#### TASK DATA:
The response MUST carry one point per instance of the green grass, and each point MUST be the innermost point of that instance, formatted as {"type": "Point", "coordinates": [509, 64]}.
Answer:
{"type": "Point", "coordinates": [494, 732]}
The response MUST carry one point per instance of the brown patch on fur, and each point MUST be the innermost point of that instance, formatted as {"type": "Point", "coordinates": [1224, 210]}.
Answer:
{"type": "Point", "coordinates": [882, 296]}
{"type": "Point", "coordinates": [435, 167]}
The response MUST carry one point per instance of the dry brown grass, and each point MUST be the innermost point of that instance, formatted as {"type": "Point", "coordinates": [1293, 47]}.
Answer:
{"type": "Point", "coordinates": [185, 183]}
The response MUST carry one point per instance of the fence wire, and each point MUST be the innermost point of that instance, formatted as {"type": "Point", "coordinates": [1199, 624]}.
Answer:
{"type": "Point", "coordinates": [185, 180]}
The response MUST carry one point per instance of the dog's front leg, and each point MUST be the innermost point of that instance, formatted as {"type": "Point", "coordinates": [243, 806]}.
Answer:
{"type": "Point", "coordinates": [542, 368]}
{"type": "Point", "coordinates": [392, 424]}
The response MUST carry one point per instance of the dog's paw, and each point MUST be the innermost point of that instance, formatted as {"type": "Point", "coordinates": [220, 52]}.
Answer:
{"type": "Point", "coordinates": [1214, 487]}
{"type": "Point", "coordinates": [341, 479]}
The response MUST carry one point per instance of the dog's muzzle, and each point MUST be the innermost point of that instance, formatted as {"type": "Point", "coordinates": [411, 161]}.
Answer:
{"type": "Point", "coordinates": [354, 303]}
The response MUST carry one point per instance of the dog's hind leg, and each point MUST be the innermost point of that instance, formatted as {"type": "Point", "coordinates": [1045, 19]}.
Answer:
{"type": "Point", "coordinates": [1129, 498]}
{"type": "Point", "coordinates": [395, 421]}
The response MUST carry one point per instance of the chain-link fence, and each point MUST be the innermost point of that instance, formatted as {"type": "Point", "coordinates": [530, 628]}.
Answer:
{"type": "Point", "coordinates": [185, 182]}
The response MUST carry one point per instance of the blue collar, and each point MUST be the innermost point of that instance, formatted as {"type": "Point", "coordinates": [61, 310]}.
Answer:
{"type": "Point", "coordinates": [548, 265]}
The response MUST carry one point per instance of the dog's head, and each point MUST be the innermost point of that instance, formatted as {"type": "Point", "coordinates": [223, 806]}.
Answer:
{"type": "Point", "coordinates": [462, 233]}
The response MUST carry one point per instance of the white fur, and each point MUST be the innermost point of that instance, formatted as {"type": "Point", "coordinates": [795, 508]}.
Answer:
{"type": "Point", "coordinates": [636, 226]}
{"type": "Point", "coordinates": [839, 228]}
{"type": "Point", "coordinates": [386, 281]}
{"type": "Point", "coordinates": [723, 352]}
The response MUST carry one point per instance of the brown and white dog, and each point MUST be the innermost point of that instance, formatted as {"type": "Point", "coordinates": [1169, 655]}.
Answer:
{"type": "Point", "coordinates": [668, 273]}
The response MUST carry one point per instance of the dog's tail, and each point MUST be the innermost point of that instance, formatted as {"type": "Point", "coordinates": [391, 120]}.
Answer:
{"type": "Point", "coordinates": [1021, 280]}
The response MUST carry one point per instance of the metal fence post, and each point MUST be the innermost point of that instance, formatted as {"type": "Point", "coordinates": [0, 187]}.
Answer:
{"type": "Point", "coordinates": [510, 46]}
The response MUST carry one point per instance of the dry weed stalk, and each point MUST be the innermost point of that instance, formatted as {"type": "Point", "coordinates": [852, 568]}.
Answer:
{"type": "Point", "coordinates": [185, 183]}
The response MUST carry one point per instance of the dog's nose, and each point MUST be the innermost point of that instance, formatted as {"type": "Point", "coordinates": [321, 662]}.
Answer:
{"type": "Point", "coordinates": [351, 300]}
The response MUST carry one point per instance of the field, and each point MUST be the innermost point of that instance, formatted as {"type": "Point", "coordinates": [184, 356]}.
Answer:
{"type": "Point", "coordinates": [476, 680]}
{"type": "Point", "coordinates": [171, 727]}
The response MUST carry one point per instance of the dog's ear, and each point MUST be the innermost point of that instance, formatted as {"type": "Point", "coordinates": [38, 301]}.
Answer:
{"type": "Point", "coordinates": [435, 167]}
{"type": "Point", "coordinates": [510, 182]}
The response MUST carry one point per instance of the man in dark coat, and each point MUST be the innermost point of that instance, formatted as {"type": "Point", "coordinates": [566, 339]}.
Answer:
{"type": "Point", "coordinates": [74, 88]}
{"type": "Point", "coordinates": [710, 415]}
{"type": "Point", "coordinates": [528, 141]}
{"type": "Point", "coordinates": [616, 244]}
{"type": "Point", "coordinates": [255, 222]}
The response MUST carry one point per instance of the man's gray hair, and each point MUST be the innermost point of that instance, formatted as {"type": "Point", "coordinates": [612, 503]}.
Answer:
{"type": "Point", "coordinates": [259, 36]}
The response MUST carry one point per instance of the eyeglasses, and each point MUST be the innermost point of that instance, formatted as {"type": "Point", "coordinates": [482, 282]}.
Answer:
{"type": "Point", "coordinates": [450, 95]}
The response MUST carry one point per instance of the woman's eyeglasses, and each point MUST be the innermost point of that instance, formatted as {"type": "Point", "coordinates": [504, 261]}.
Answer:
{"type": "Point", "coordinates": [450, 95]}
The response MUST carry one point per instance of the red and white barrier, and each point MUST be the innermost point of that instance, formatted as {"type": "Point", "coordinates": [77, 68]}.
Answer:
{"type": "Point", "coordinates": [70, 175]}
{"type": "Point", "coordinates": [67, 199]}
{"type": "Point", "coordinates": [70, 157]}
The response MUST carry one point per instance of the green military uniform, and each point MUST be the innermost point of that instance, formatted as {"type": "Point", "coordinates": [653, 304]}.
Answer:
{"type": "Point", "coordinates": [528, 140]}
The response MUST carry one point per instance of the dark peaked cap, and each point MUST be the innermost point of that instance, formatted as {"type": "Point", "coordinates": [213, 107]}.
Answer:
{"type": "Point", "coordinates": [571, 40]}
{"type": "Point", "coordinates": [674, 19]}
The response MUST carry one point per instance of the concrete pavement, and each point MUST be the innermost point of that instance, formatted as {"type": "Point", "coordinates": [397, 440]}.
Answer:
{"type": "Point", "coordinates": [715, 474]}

#### PROBLEM DESCRIPTION:
Write out exactly those lines of the records above that lie from the one with "The response MUST carry one point per instance of the concrete" through the last line, including both.

#### SOLUTION TO THE PROBLEM:
The response MUST carry one point per instance of the concrete pavement, and each point MUST be the innermost point of that instance, formatted as {"type": "Point", "coordinates": [397, 440]}.
Answer:
{"type": "Point", "coordinates": [715, 474]}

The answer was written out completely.